-- Goal 1 --
List every person the honour killing article quotes directly.

-- Document --

Honour killing: Between life and love
Nandita Sengupta and Sukhbir Siwach, TNN, Jun 22, 2010, 06.27am IST
DELHI/CHANDIGARH: Honour killings are being reported at an unnervingly
quick clip, but what escapes attention is the fast and furious
increase in numbers of couples seeking protection, fearing for their
lives once they decide to marry. Advocates say the Punjab & Haryana
high court receives as many as 50 applications a day from couples
seeking protection, a staggering ten-fold rise from about 5 to 6 a day
five years ago. Such is the pressure that the high court recently
ordered district and sessions judges also to hear petitions.
The increase has been stark in the last five years. Advocate Rajeev
Godara says the bulk of his work is now helping young couples. "I've
received even 20 couples a day," he says. Thousands of petitions have
been filed, prompting Justice Mohinder Pal to comment, "For how long
can the state play mute spectator. How much can courts provide solace?
I have before me young married persons running pillar to post, chased
by musclemen or police."
Police protection hardly helps, say activists. Standard operating
procedure in the case of a runaway man and woman ends up with the
woman's family filing a case of kidnapping and/ or rape against the
man or his family. The woman shows up as 'missing' in Haryana police's
records. From November 2009 to May 2010, of the 686 people filed as
'missing' on Haryana police's website, a largish 30% are females aged
between 15 and 28 years.
Police hunt the couple down. If the girl is under-18, she is forcibly
returned to her family. If her age is suspect, and she refuses her
family, she is packed off to a nari niketan and the guy is jailed.
This usually takes place in the month between a couple's registering
their wish to marry and the registration, which has mandatory month
in-between: a provision begging to be altered. "Fear of cases filed
under section 363 (kidnapping) and 366 (compelling/ inducing woman
into marriage) against the 'husband' drives the couple to court. If
registration is immediate, such cases can't proceed," says advocate
Kulbir Singh Dhaliwal. Jaipur-based activist Kavita Srivastava moots
the idea of same-day registration. "The more time you give, more the
problems for the couple," she says. Many couples also surface to
protect their families. In the headline-grabbing Manoj-Babli murder,
for instance, the posed picture of the two garlanding each other was
taken for Babli to prove that she married Manoj of her own accord.

-- Entries --
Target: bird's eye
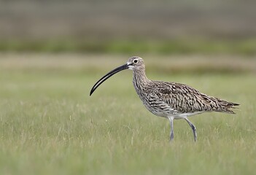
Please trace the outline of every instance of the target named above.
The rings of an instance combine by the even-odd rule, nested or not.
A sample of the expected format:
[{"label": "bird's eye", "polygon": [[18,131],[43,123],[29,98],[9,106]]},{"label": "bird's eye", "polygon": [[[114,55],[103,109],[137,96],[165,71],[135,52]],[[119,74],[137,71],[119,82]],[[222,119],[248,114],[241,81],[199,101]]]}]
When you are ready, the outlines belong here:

-- Goal 2 --
Render the records as a JSON list of strings, one string per line and no blank lines, from the start of the records through the line that contains "A sample of", both included. Leave out the pictures.

-- Reply 1 --
Rajeev Godara
Mohinder Pal
Kulbir Singh Dhaliwal
Kavita Srivastava

-- Reply 2 --
[
  "Target: bird's eye",
  "Please trace the outline of every instance of the target named above.",
  "The rings of an instance combine by the even-odd rule, nested or not.",
  "A sample of the expected format:"
]